**Data for this exercise:**
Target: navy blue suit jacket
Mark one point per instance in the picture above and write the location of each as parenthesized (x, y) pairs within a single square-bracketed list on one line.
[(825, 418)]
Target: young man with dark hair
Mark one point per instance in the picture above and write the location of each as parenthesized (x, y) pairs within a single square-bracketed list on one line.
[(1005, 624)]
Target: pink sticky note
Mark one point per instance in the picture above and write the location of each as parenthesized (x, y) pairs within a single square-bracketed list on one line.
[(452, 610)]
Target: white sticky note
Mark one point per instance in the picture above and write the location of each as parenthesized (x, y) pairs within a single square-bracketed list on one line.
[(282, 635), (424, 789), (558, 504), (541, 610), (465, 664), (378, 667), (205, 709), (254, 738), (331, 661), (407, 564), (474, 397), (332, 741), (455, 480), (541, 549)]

* * *

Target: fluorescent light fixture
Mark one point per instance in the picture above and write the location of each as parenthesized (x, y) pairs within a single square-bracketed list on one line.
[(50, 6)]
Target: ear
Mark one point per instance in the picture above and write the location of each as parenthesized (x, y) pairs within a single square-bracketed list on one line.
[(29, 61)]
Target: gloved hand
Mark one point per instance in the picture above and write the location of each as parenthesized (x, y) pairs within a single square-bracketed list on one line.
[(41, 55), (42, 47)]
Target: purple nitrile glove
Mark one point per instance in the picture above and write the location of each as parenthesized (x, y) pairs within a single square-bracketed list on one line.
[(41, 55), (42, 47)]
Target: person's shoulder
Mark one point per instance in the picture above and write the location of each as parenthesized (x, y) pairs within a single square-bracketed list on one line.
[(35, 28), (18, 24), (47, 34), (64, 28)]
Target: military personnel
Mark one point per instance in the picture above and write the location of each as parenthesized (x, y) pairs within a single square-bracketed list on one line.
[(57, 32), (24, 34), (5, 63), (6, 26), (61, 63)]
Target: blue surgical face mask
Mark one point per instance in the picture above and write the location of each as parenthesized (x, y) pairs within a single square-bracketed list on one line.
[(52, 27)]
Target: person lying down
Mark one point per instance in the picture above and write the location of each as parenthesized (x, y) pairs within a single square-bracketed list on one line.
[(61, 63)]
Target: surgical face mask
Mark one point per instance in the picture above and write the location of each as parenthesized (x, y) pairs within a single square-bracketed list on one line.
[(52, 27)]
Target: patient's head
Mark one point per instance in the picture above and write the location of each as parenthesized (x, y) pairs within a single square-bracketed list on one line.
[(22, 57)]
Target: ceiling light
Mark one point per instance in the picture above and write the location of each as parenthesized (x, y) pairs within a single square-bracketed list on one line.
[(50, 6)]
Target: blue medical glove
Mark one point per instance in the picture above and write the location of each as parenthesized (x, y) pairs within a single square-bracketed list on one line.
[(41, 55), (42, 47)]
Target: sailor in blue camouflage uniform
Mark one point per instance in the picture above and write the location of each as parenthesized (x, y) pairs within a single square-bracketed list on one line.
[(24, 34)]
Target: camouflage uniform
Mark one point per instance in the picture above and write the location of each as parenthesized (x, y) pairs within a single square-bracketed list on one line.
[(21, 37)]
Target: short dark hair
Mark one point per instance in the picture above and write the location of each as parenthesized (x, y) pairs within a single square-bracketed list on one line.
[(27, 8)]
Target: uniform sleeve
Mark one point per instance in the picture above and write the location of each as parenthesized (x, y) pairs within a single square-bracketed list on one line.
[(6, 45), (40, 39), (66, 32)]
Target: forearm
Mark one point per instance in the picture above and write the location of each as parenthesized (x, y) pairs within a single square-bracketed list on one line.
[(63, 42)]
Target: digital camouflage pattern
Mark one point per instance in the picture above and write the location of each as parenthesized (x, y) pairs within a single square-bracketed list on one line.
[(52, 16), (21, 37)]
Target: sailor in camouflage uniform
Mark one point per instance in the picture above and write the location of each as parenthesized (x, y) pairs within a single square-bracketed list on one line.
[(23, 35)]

**What is expected:** Lay out everything in the listing above, from the line containing "Target: navy blue suit jacket" down to and including the line containing "[(825, 418)]", as a numbered list. Leave out any blank lines.

**Answer in full:**
1. Target: navy blue suit jacket
2. Mark one point per instance in the picture above and write the location of each as parenthesized (x, y) pairs within a single square-bracketed list on one line.
3. [(825, 418)]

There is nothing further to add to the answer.